### PROBLEMS TO WORK ON
1. Answer these from the interview with Richard Moe, one line each:
(a) How many years did Moe hope he might serve as National Trust president?
(b) What is the subject of the book Moe began writing while practicing law?
(c) By about what percentage did the Trust increase its foundation funding?
2. Write out the section of the interview with Richard Moe that begins with the words "RM: Never—I hoped" and ends with the words "you get here?", keeping every word and mark unchanged.

### GIVEN PASSAGE
[Start]

The View From the Top

Richard Moe reflects on 17 years as president of the National Trust for Historic Preservation

A few weeks ago, Preservation editor James Schwartz sat down with the seventh president of the National Trust to discuss accomplishments, preservation heroes, and (oh yes) retirement.

 

JS: Did you ever think you'd serve as National Trust president for 17 years?

RM: Never—I hoped I might be here for 10. But it's been such an enormous opportunity. I've really had a chance to get to know this country as I never could have otherwise, and to see it through a different lens … not just the nation's great historic places and neighborhoods and communities, but the people who care about these places and work to preserve them. It's been the most satisfying job I've ever had. Unequivocally.

JS: How did you get here?

RM: When I was practicing law some 20 years ago I started writing The Last Full Measure, a book about a Minnesota regiment in the Civil War. Doing that research got me involved in Civil War battlefield preservation, and that became known to a member of the search committee looking for a new National Trust president. He asked if I wanted to give up practicing law to lead the Trust, and my first reaction was, "What do I know about preservation?" But the more I learned about it, the more enticing the opportunity became. One thing led to another. In my experience the best things that happen in life are serendipitous, unplanned.

JS: Just two years after joining the National Trust, you decided to terminate the organization's traditional reliance upon federal funding. Why?

RM: Congress had us in its sights. It was taking a very hard look at all federally funded cultural programs (such as NPR, the national endowments, and PBS), and we got caught up in that. In the end, we decided to chart our own course and not be overly dependent on Congress or any other single source of income. This also made us a much more effective advocate in Congress, a much more credible advocate for preservation issues, instead of just being up there as a special pleader for our own funding, which always troubled me.

Today, when we go up to the Hill, we are not seeking funds for ourselves, but rather we are seeking funds for the national parks or for historic tax credits or for cultural resources on public lands in the West. In the end, this decision changed our culture. We became much more entrepreneurial and creative and energetic after we went off federal funding. We increased our foundation funding almost 600 percent.

[End]

### STORED ROWS
[Start]

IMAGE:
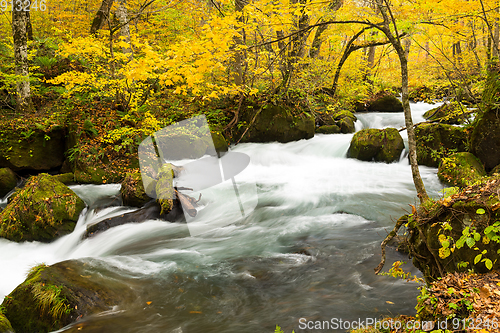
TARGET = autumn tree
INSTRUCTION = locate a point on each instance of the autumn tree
(20, 36)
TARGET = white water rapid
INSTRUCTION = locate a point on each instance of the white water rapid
(308, 250)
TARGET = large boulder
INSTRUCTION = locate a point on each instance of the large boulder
(384, 102)
(132, 190)
(277, 123)
(8, 181)
(435, 141)
(32, 149)
(328, 129)
(342, 119)
(461, 169)
(452, 113)
(54, 296)
(381, 145)
(5, 326)
(485, 139)
(41, 211)
(457, 233)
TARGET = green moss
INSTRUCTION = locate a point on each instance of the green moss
(164, 188)
(461, 169)
(448, 113)
(328, 129)
(375, 144)
(5, 326)
(435, 141)
(132, 190)
(43, 210)
(8, 181)
(54, 296)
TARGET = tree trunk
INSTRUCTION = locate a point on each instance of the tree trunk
(29, 28)
(238, 76)
(101, 17)
(122, 16)
(23, 97)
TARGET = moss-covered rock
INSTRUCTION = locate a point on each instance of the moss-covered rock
(41, 211)
(328, 129)
(165, 188)
(448, 113)
(384, 102)
(132, 190)
(435, 141)
(485, 139)
(65, 178)
(54, 296)
(8, 181)
(219, 142)
(448, 235)
(343, 119)
(277, 123)
(381, 145)
(461, 169)
(32, 149)
(5, 326)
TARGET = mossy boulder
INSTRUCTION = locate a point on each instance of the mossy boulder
(485, 139)
(328, 129)
(461, 169)
(384, 102)
(219, 142)
(32, 149)
(178, 146)
(41, 211)
(8, 181)
(435, 141)
(343, 119)
(54, 296)
(276, 123)
(65, 178)
(381, 145)
(132, 190)
(102, 171)
(446, 236)
(5, 326)
(449, 113)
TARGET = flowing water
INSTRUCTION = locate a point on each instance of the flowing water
(308, 250)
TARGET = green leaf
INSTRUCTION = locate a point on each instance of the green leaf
(470, 242)
(477, 258)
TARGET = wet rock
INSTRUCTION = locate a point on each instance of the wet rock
(132, 190)
(461, 169)
(343, 119)
(32, 149)
(328, 129)
(384, 102)
(449, 113)
(54, 296)
(42, 211)
(277, 123)
(380, 145)
(151, 211)
(485, 139)
(5, 326)
(435, 141)
(66, 178)
(446, 236)
(8, 181)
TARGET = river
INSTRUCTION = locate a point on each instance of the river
(308, 250)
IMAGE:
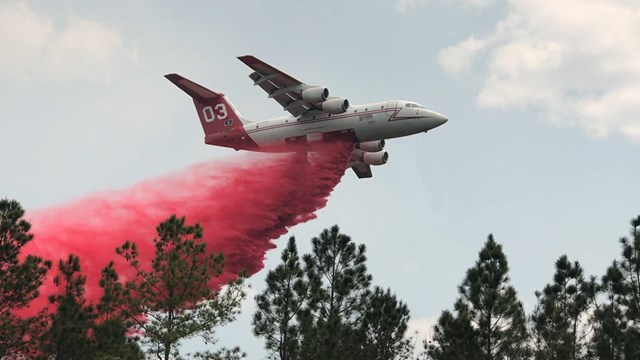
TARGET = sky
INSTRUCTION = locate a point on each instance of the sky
(541, 147)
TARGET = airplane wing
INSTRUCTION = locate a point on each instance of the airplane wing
(362, 170)
(285, 89)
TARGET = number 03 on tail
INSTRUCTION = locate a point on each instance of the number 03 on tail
(314, 117)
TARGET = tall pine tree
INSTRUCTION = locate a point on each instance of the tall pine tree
(617, 321)
(560, 323)
(19, 282)
(495, 315)
(339, 285)
(68, 335)
(279, 305)
(173, 295)
(326, 310)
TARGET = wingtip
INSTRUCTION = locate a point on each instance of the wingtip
(172, 76)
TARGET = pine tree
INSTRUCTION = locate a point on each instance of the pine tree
(560, 319)
(617, 321)
(19, 282)
(339, 285)
(173, 296)
(68, 334)
(608, 318)
(112, 324)
(384, 325)
(496, 320)
(326, 310)
(279, 304)
(454, 337)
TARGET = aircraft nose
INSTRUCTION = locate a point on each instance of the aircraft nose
(437, 118)
(441, 119)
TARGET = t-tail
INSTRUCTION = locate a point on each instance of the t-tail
(215, 111)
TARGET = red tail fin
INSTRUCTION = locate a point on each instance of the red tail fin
(216, 113)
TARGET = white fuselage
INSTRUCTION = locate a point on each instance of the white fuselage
(369, 122)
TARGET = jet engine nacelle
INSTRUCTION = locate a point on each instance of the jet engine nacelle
(315, 94)
(334, 106)
(370, 158)
(371, 146)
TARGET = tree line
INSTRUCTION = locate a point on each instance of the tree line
(321, 305)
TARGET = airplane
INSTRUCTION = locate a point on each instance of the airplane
(314, 117)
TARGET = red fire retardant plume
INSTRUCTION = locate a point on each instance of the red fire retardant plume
(242, 207)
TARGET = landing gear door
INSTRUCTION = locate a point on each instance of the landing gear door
(391, 107)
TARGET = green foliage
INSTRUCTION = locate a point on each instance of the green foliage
(326, 309)
(68, 334)
(454, 337)
(384, 324)
(560, 320)
(172, 301)
(339, 287)
(279, 304)
(492, 308)
(19, 282)
(617, 320)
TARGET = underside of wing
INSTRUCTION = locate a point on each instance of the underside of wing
(362, 170)
(293, 95)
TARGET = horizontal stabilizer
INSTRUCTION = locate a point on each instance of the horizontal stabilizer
(194, 90)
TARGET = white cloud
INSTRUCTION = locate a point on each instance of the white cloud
(576, 60)
(403, 6)
(458, 58)
(422, 328)
(33, 47)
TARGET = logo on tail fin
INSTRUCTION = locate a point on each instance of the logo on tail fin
(211, 113)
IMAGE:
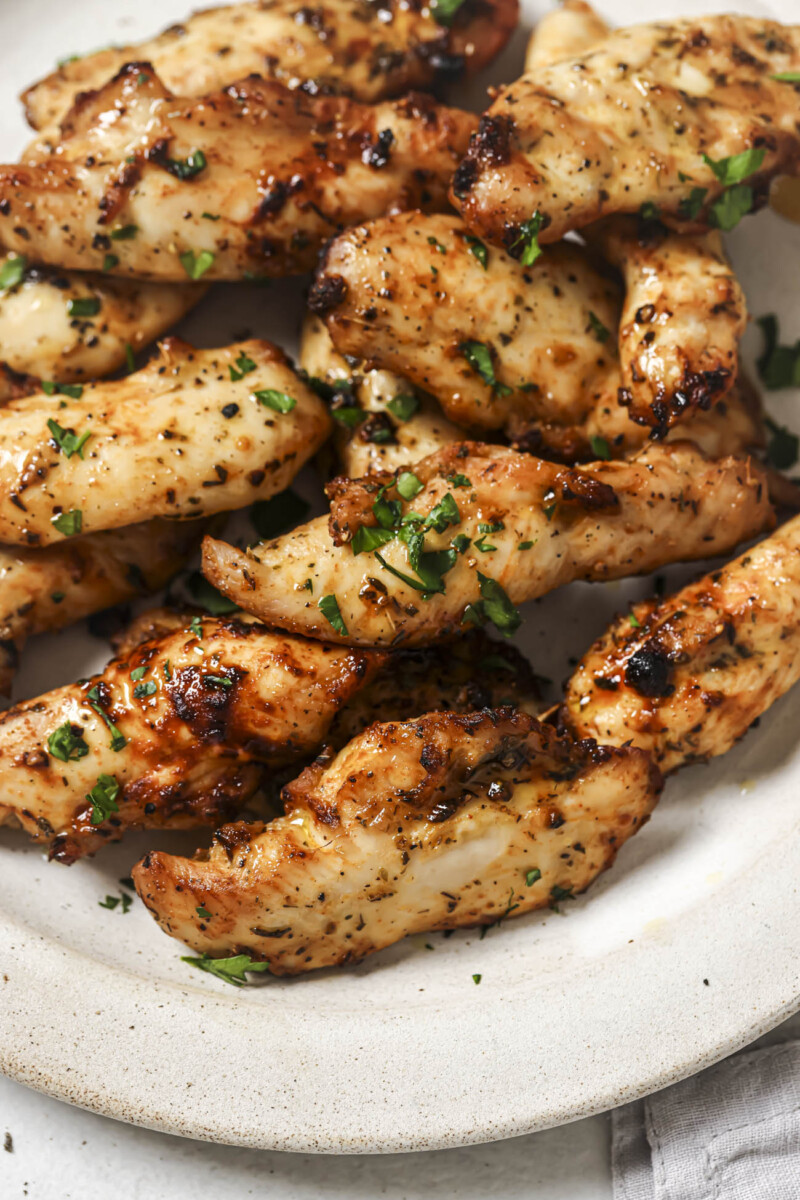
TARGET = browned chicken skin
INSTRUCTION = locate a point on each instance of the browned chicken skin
(626, 123)
(435, 823)
(248, 181)
(503, 527)
(353, 47)
(685, 677)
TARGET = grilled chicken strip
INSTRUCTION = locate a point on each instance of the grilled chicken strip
(194, 432)
(247, 181)
(435, 823)
(685, 677)
(564, 33)
(344, 46)
(499, 346)
(178, 735)
(380, 421)
(42, 337)
(492, 528)
(629, 123)
(683, 318)
(46, 589)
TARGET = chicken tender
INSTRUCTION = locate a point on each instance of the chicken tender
(686, 677)
(684, 120)
(245, 183)
(435, 823)
(476, 529)
(194, 432)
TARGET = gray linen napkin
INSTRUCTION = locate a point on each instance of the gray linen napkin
(731, 1133)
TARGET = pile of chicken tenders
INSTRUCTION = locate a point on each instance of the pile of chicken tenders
(519, 367)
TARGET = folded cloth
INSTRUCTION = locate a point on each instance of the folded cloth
(731, 1133)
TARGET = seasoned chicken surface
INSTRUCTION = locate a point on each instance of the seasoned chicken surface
(248, 181)
(486, 528)
(46, 589)
(194, 432)
(41, 337)
(354, 47)
(380, 421)
(178, 733)
(683, 318)
(435, 823)
(499, 346)
(685, 677)
(633, 121)
(564, 33)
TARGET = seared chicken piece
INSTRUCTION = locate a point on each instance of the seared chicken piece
(683, 318)
(629, 123)
(247, 181)
(685, 677)
(176, 735)
(194, 432)
(476, 529)
(42, 339)
(347, 46)
(435, 823)
(46, 589)
(382, 423)
(499, 346)
(564, 33)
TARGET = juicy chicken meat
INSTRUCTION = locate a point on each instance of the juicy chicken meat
(435, 823)
(346, 46)
(181, 743)
(46, 589)
(683, 318)
(194, 432)
(42, 339)
(627, 123)
(696, 670)
(248, 181)
(491, 528)
(564, 33)
(499, 346)
(380, 421)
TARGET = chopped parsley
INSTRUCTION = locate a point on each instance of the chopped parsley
(68, 523)
(783, 447)
(67, 441)
(479, 250)
(479, 357)
(73, 390)
(329, 606)
(187, 168)
(196, 265)
(67, 745)
(12, 273)
(83, 306)
(444, 12)
(278, 514)
(779, 366)
(403, 406)
(494, 606)
(278, 401)
(118, 738)
(529, 233)
(600, 331)
(103, 798)
(244, 366)
(233, 970)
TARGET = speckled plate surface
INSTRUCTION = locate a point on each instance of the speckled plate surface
(684, 952)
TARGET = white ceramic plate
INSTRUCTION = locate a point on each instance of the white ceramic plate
(684, 952)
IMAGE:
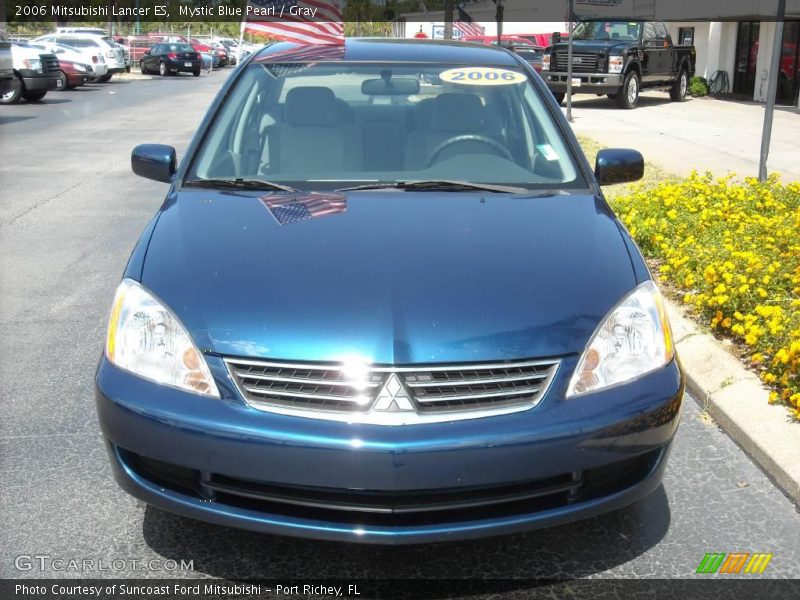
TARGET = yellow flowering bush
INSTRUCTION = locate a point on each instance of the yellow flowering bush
(731, 250)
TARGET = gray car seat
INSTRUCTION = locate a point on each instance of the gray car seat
(313, 136)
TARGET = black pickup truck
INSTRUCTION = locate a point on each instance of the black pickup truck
(620, 58)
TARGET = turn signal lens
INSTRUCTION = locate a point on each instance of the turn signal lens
(147, 339)
(633, 340)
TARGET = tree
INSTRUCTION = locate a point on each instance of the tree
(448, 19)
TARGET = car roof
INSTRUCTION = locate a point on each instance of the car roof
(394, 50)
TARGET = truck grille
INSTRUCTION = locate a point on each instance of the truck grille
(49, 63)
(582, 62)
(391, 395)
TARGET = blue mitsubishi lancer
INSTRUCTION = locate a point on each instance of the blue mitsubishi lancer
(385, 301)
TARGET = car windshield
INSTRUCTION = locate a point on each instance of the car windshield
(608, 30)
(326, 125)
(180, 48)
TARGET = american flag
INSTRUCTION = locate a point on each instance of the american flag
(325, 27)
(465, 24)
(293, 208)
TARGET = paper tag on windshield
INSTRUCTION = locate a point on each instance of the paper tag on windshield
(546, 150)
(482, 76)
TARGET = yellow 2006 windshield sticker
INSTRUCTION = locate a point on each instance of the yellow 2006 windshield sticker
(482, 76)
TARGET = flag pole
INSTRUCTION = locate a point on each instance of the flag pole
(239, 47)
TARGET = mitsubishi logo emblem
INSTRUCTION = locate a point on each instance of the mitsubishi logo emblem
(393, 397)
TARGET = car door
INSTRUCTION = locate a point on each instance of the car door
(151, 59)
(666, 66)
(656, 56)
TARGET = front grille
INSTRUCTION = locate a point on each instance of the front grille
(372, 394)
(49, 63)
(582, 62)
(397, 507)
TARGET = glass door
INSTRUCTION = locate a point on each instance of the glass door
(789, 74)
(744, 76)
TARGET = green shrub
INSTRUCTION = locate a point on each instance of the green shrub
(698, 87)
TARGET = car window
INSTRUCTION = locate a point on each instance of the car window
(608, 30)
(319, 125)
(179, 48)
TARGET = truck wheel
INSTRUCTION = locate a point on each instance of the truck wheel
(681, 86)
(628, 96)
(15, 94)
(33, 96)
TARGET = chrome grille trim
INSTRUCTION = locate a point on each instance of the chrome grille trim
(582, 62)
(433, 393)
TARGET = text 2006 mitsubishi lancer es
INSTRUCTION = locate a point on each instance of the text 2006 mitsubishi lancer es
(385, 301)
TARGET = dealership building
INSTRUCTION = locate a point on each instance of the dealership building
(731, 36)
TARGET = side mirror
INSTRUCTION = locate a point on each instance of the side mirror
(154, 161)
(618, 165)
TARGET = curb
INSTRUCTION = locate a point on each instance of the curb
(738, 402)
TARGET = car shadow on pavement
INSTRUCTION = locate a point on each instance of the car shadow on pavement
(607, 103)
(6, 120)
(51, 100)
(568, 551)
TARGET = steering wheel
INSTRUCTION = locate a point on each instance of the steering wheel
(470, 137)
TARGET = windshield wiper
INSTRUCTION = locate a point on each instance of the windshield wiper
(439, 185)
(251, 184)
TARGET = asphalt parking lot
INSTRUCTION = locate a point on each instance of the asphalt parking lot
(705, 134)
(71, 211)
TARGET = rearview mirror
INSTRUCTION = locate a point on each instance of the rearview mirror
(618, 165)
(395, 86)
(154, 161)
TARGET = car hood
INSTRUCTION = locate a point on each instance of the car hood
(388, 277)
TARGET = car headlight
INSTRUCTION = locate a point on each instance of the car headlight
(34, 64)
(147, 339)
(633, 340)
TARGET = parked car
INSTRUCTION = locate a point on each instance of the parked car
(91, 58)
(226, 57)
(403, 325)
(206, 51)
(72, 74)
(167, 59)
(620, 58)
(111, 51)
(35, 73)
(492, 39)
(6, 68)
(533, 54)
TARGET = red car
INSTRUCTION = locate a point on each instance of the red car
(71, 74)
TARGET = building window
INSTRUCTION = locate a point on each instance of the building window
(686, 36)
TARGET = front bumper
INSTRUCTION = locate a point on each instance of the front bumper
(76, 79)
(40, 83)
(180, 65)
(590, 83)
(219, 460)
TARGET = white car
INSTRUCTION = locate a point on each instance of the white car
(91, 58)
(111, 51)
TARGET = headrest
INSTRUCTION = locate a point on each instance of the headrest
(311, 105)
(457, 112)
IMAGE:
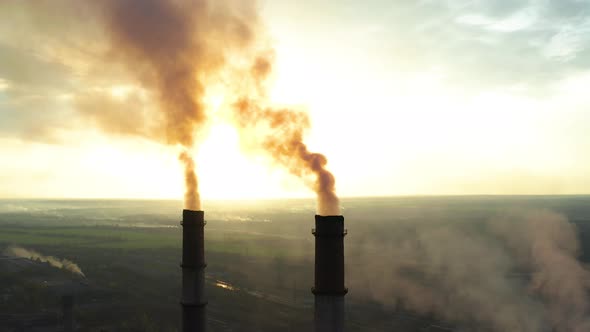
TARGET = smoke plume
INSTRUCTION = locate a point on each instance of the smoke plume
(170, 54)
(280, 133)
(63, 264)
(517, 273)
(173, 47)
(192, 201)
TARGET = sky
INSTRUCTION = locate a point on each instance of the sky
(405, 98)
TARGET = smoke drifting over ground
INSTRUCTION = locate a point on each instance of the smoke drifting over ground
(518, 272)
(53, 261)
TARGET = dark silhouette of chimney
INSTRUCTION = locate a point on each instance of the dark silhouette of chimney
(193, 271)
(67, 305)
(329, 287)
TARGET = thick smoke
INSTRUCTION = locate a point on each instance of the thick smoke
(280, 133)
(170, 53)
(173, 47)
(516, 273)
(53, 261)
(192, 201)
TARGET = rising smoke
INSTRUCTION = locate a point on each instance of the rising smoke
(59, 263)
(174, 47)
(519, 272)
(171, 52)
(280, 133)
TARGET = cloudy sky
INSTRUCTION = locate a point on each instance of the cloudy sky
(422, 97)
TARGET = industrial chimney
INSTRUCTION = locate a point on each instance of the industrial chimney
(67, 305)
(193, 271)
(329, 287)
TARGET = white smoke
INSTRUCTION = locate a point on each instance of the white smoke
(518, 272)
(53, 261)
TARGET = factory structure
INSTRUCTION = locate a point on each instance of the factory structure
(328, 288)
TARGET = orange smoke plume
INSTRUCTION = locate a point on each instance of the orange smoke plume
(192, 200)
(173, 48)
(283, 140)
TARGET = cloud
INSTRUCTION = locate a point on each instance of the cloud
(492, 42)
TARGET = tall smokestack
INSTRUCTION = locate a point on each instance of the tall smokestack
(329, 287)
(193, 271)
(67, 305)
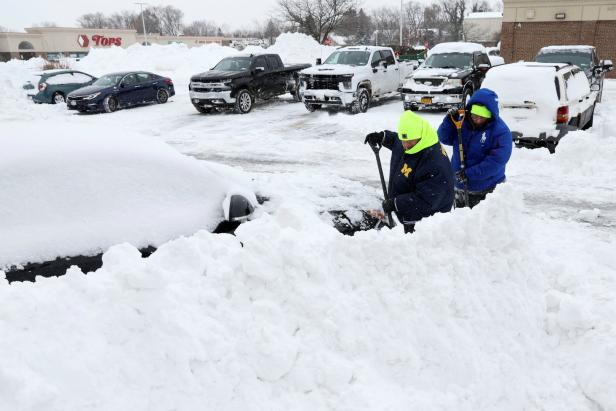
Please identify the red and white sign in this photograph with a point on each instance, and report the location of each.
(99, 40)
(83, 40)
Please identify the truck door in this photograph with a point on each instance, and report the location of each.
(391, 72)
(378, 75)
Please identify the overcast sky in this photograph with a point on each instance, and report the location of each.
(233, 13)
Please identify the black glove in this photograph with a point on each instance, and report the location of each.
(461, 177)
(389, 206)
(375, 138)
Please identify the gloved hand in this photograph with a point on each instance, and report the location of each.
(453, 113)
(389, 206)
(375, 138)
(461, 177)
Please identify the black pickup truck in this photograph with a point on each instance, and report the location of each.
(237, 82)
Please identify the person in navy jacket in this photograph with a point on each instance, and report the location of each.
(420, 176)
(486, 142)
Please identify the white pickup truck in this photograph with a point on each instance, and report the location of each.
(351, 77)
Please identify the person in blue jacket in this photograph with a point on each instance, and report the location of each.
(486, 145)
(420, 175)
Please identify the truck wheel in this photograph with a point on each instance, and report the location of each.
(362, 103)
(243, 102)
(312, 107)
(202, 110)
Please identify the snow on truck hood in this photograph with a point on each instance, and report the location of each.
(332, 69)
(78, 194)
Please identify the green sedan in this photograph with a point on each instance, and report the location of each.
(54, 85)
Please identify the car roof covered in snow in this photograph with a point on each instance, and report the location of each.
(456, 47)
(554, 49)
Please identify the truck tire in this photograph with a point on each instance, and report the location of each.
(362, 103)
(312, 107)
(244, 102)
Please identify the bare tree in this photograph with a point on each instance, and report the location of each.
(453, 12)
(317, 18)
(123, 20)
(387, 21)
(93, 21)
(201, 28)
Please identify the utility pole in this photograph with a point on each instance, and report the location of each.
(401, 24)
(145, 34)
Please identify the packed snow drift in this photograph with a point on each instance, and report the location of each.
(508, 306)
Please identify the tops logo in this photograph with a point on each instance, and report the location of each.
(99, 40)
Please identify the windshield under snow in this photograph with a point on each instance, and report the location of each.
(580, 59)
(233, 64)
(108, 80)
(352, 58)
(449, 60)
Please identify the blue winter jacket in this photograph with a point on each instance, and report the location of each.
(421, 184)
(486, 149)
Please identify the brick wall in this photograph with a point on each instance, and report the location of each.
(522, 41)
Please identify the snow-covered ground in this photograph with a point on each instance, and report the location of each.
(509, 306)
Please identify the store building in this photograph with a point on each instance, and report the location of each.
(530, 25)
(483, 27)
(53, 43)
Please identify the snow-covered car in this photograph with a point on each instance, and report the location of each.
(351, 77)
(448, 78)
(64, 201)
(584, 57)
(541, 102)
(52, 86)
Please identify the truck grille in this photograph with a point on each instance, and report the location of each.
(434, 82)
(320, 82)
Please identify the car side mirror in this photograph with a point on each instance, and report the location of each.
(238, 208)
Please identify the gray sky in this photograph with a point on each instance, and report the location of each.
(233, 13)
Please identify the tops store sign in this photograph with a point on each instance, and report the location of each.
(98, 40)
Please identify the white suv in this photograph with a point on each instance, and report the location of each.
(541, 102)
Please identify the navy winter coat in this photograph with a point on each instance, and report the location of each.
(486, 150)
(421, 184)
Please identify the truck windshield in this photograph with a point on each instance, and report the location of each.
(233, 64)
(108, 80)
(352, 58)
(449, 60)
(580, 59)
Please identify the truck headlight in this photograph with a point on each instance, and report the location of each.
(453, 82)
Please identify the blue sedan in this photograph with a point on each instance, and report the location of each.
(114, 91)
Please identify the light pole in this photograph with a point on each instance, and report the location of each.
(145, 34)
(401, 11)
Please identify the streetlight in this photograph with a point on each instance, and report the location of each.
(145, 34)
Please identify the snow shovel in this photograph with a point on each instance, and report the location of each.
(376, 148)
(458, 124)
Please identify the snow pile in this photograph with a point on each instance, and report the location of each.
(456, 47)
(80, 194)
(436, 320)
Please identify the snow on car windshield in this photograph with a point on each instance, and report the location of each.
(579, 58)
(449, 60)
(108, 80)
(234, 64)
(352, 58)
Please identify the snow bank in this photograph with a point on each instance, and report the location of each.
(378, 321)
(80, 193)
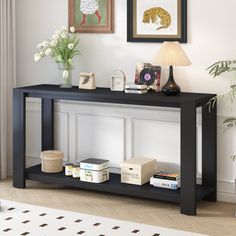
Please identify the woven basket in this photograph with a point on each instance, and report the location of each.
(52, 161)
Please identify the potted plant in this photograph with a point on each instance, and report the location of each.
(216, 70)
(62, 48)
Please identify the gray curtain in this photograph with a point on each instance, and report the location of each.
(7, 82)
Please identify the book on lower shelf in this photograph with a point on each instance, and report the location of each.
(135, 91)
(164, 183)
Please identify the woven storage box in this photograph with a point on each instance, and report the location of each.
(52, 161)
(138, 170)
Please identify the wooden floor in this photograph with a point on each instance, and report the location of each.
(212, 219)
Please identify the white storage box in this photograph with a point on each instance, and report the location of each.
(52, 161)
(94, 176)
(138, 170)
(94, 164)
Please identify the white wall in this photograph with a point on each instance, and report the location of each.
(211, 37)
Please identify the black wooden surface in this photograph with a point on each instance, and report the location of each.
(105, 95)
(114, 186)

[End]

### RESPONSES
1.
(a) 10 years.
(b) A Minnesota regiment in the Civil War.
(c) Almost 600 percent.

2.
RM: Never—I hoped I might be here for 10. But it's been such an enormous opportunity. I've really had a chance to get to know this country as I never could have otherwise, and to see it through a different lens … not just the nation's great historic places and neighborhoods and communities, but the people who care about these places and work to preserve them. It's been the most satisfying job I've ever had. Unequivocally.

JS: How did you get here?